Region annotation entries:
═══
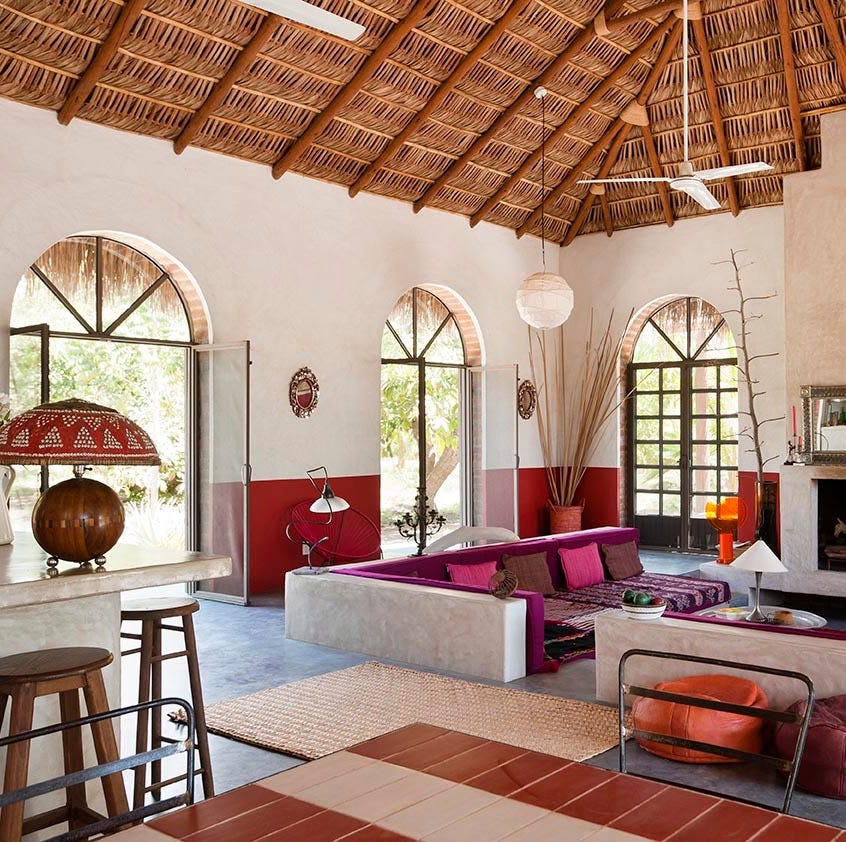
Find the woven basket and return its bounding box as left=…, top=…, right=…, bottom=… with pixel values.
left=547, top=503, right=584, bottom=535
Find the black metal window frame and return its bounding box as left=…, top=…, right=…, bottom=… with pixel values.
left=626, top=296, right=739, bottom=550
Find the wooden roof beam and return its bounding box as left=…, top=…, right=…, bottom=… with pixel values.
═══
Given exercise:
Convert each line of the items above into a Markdown table with two columns, Row and Line, numbering the rows in order and skipping blank lines. Leave the pictures out of the table.

Result of this task:
| Row | Line |
|---|---|
| 1 | Find the woven basket and return its bounding box as left=…, top=…, right=…, bottom=… with pixel values. |
| 2 | left=547, top=503, right=584, bottom=535 |
| 3 | Find the black metal window frame and return its bounding box as left=…, top=…, right=…, bottom=… with pixel values. |
| 4 | left=626, top=296, right=739, bottom=550 |
| 5 | Find the wooden roof beam and return its bounding box as left=…, top=…, right=…, bottom=… with pixel values. |